Community Writer Series

Kiran Pachhai
May 15, 2018 · 6 min read

Elastos: ELA Tokenomics

Main Purpose of Elastos Blockchain

Before we talk about the tokenomics of ELA, we first need to talk about the core purpose of elastos blockchain.The Elastos main blockchain really only serves one function, being the ID system needed to connect into the Elastos intranet. Looking at it from a sidechain’s perspective, the main chain also serves another more important function — to be the public ledger for all other side chains. The main blockchain doesn’t need to scale as it’s just used for basic transfer payments. The sidechains are what allow other smart contracts like NEO, Ethereum, etc to run on top of elastos after porting their respective VMs(NEO VM, Ethereum VM). This is important as unlike other platform blockchains like ethereum etc which are trying to push millions of transactions through the blockchain (thus resulting in ballooning ledgers and scaling issues). On elastos platform, the transfer of data such as videos, music, games goes through the decentralised secure P2P network. The main chain is not cluttered with unnecessary data so there are no scaling issues. Incentive for DApps to use Elastos does not come from an incentive to use the Elastos blockchain itself. DApps are incentivised to use the Elastos operating system/P2P infrastructure and using elastos blockchain for decentralised IDs is a requirement to use that. And they may create their own sidechains for other tasks such as running smart contracts.

## TASK GOAL
In the Elastos article, what is the one function the Elastos main blockchain serves?

## DATASET
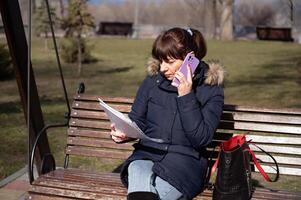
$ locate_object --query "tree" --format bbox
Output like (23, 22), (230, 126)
(204, 0), (217, 38)
(0, 43), (14, 80)
(63, 0), (94, 76)
(34, 1), (57, 50)
(220, 0), (233, 40)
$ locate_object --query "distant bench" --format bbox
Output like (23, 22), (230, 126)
(256, 26), (294, 42)
(29, 88), (301, 200)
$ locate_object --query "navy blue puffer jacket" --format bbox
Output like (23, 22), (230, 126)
(121, 59), (224, 199)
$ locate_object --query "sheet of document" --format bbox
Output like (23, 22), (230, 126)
(98, 98), (163, 143)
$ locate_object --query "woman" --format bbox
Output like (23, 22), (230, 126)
(111, 28), (224, 200)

## FINISHED TASK
It serves as the ID system needed to connect into the Elastos intranet.